TASK INSTRUCTIONS:
a) In the home entertainment passage, rewrite the span from "Filmed home entertainment" to "presently wide awake.", putting "giants" in place of "Goliaths".
b) Answer these questions using the home entertainment passage.
(i) Up to how many family members can access the downloaded copy?
(ii) Which 1984 decision established the precedent mentioned in the passage?
(iii) What do studios own, according to the passage?

PROVIDED TEXT:
begin

The downloaded copy may be shared between Ultraviolet enabled devices and accessed by up to 6 family members. The streaming ability is only guaranteed for one year, but use and transfer of the downloaded version is guaranteed to be perpetual.

Filmed home entertainment has evolved from VHS to DVDs to Blu-rays to perfect digital copies that never degrade, accessible anywhere. The end of obsolescence.

Davids and Goliaths

For a time, Netflix was the David that knocked the lumbering studio Goliaths on their collective behinds. When Netflix was primarily a hard unit distribution mechanism, they did not need studio cooperation pursuant to the precedent established in the watershed 1984 Sony v. Universal Decision .

The convenience and huge selection of Netflix was the death knell of the traditional studio home entertainment business. However, the sleeping studio giant has had its skinny half café latte, a wave of brutal layoffs precipitated by declining DVD sales and is presently wide awake.

The growing prominence of streaming and downloading films has provided studios an opportunity to change the tide of the battle. Studios own virtually all the content that Netflix rents to consumers. Why share with Netflix when they can keep all the revenue for themselves? Netflix’s volatile stock price over the last year seems to indicate that the balance of power is shifting.

end

ENTRIES SUPPLIED:
begin

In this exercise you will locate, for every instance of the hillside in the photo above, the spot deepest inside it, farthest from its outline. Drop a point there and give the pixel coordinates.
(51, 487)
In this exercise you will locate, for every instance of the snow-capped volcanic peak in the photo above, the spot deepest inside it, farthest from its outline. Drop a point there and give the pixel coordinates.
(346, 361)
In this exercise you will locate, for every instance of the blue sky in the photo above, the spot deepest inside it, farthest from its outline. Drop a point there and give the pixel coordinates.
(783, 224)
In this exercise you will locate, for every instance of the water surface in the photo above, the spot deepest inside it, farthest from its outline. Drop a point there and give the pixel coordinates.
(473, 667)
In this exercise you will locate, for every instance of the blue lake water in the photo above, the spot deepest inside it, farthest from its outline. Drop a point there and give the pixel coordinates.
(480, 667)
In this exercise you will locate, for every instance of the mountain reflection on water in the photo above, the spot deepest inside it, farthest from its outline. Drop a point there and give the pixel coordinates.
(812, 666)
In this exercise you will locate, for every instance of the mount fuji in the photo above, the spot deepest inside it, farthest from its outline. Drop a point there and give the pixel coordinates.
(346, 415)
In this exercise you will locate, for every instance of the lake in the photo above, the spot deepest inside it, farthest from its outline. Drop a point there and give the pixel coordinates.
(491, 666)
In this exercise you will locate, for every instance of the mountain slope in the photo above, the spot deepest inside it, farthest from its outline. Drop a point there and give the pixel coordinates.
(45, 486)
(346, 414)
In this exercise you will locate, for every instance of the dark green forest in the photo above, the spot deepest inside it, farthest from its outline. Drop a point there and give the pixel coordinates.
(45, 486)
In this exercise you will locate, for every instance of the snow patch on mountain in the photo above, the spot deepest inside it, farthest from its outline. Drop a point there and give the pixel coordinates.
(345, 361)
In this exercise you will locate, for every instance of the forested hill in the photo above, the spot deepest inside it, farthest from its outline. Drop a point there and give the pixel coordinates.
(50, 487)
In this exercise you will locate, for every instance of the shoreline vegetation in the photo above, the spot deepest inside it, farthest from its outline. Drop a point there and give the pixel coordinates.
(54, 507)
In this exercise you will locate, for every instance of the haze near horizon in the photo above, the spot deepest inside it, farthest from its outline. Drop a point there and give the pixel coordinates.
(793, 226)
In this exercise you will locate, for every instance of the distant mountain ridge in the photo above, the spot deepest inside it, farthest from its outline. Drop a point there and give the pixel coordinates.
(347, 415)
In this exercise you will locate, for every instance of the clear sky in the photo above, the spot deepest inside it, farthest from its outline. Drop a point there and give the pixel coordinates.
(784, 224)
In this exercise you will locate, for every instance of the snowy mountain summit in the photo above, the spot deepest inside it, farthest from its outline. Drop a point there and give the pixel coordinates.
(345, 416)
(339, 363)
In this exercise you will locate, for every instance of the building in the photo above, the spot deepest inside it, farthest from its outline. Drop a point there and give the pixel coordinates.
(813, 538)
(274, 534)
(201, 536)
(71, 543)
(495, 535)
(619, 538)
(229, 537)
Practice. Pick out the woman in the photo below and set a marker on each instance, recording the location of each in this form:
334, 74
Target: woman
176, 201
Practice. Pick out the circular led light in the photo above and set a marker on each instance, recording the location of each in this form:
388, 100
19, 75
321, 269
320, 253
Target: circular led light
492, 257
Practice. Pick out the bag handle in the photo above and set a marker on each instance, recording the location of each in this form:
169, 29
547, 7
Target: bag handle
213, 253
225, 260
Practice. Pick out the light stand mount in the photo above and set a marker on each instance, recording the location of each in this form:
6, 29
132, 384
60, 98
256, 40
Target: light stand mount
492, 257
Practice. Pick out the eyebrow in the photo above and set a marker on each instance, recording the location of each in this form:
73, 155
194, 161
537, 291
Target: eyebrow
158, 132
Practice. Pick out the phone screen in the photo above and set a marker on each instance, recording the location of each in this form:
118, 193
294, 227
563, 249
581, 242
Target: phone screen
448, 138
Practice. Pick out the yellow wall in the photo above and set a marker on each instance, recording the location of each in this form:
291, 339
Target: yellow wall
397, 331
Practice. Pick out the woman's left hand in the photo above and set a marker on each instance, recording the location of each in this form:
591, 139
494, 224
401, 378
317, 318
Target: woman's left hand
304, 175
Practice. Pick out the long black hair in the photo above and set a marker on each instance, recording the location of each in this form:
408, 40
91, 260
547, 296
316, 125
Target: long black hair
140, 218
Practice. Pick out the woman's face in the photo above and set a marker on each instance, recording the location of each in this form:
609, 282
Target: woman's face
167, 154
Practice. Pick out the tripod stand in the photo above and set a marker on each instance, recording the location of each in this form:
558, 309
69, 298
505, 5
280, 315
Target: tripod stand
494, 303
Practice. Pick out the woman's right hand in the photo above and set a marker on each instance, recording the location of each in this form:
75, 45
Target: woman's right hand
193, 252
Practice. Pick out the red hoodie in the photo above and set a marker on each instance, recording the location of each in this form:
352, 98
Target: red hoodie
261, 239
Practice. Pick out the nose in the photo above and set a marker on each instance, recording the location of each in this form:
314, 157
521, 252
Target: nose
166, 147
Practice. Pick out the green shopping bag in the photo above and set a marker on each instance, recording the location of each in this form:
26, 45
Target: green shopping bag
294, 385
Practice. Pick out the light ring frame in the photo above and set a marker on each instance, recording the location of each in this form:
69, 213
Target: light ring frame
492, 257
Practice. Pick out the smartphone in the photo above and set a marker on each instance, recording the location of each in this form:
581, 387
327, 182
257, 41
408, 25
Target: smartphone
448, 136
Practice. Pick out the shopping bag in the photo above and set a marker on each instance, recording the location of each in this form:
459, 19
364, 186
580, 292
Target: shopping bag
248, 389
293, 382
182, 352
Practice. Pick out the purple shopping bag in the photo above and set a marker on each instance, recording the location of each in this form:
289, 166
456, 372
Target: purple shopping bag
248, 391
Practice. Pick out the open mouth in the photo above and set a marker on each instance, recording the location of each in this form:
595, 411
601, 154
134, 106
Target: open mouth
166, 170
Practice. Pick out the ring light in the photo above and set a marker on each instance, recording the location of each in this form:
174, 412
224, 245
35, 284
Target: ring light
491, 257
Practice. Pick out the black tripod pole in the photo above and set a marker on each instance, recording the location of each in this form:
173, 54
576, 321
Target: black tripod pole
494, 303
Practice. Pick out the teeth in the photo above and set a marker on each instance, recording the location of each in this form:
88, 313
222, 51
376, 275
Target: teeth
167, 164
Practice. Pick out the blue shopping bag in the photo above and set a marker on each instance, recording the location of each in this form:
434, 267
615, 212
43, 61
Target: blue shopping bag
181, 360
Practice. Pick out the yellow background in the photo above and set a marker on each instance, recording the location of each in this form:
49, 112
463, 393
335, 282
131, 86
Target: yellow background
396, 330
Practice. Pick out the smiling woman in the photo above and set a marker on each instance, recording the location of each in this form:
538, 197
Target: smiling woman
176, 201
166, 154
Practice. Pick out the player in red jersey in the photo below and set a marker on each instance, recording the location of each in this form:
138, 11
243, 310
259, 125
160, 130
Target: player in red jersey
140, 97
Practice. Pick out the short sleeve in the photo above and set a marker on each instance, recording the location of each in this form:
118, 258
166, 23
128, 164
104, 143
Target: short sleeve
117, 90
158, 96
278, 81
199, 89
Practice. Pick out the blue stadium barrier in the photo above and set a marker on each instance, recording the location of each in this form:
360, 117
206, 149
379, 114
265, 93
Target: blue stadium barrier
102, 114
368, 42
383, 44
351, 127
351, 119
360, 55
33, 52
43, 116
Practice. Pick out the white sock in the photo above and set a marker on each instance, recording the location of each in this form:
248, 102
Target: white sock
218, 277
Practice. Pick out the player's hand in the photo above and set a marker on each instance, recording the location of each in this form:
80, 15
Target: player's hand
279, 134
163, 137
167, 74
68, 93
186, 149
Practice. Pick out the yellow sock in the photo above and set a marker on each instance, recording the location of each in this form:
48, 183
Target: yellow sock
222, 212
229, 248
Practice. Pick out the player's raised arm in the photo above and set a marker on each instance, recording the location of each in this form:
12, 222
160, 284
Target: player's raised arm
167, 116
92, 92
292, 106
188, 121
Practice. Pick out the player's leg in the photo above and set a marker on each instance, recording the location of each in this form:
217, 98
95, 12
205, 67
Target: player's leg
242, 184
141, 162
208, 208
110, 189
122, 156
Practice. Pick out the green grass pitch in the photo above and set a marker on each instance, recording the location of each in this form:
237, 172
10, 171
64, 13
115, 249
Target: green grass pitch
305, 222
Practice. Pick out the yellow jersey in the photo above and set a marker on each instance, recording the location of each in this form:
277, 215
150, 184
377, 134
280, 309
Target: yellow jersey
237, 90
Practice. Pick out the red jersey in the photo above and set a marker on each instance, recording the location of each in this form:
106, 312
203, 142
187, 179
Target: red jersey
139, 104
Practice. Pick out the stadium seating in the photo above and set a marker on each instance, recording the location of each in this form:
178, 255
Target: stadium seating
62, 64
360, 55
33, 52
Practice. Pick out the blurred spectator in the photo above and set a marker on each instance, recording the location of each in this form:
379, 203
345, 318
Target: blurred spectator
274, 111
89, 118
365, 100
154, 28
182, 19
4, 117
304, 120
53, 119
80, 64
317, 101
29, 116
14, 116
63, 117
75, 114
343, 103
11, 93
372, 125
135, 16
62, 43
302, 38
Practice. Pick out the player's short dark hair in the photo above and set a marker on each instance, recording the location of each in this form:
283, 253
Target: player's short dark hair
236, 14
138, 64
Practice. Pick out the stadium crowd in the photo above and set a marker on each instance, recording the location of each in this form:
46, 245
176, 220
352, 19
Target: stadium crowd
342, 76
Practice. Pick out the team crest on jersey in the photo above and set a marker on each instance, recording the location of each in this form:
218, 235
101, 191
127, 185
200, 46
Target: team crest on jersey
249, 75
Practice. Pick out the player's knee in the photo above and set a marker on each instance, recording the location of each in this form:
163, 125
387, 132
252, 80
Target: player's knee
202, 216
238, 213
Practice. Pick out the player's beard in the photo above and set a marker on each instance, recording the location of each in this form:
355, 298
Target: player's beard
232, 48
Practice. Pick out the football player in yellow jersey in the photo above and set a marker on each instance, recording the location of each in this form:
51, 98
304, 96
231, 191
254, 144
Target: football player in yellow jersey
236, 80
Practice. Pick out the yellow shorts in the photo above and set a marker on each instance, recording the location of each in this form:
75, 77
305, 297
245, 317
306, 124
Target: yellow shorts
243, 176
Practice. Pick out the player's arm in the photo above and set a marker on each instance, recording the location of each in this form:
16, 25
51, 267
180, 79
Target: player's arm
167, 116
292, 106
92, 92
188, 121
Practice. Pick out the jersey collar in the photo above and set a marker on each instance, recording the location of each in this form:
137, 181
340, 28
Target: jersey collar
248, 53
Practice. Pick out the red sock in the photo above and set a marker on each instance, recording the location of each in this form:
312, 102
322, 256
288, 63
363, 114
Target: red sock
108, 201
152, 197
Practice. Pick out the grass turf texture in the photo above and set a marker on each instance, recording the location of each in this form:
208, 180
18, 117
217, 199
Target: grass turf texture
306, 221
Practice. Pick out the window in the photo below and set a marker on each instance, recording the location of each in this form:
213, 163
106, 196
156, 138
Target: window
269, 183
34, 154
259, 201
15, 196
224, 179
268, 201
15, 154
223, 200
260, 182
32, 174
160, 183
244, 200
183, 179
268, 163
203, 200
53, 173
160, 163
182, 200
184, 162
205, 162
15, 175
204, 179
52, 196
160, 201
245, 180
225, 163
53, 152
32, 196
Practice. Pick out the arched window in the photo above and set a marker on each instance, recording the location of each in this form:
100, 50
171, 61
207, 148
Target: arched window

end

RESPONSES BY TASK:
a)
Filmed home entertainment has evolved from VHS to DVDs to Blu-rays to perfect digital copies that never degrade, accessible anywhere. The end of obsolescence.

Davids and giants

For a time, Netflix was the David that knocked the lumbering studio giants on their collective behinds. When Netflix was primarily a hard unit distribution mechanism, they did not need studio cooperation pursuant to the precedent established in the watershed 1984 Sony v. Universal Decision .

The convenience and huge selection of Netflix was the death knell of the traditional studio home entertainment business. However, the sleeping studio giant has had its skinny half café latte, a wave of brutal layoffs precipitated by declining DVD sales and is presently wide awake.

b)
(i) Up to 6 family members.
(ii) The Sony v. Universal Decision.
(iii) Virtually all the content that Netflix rents to consumers.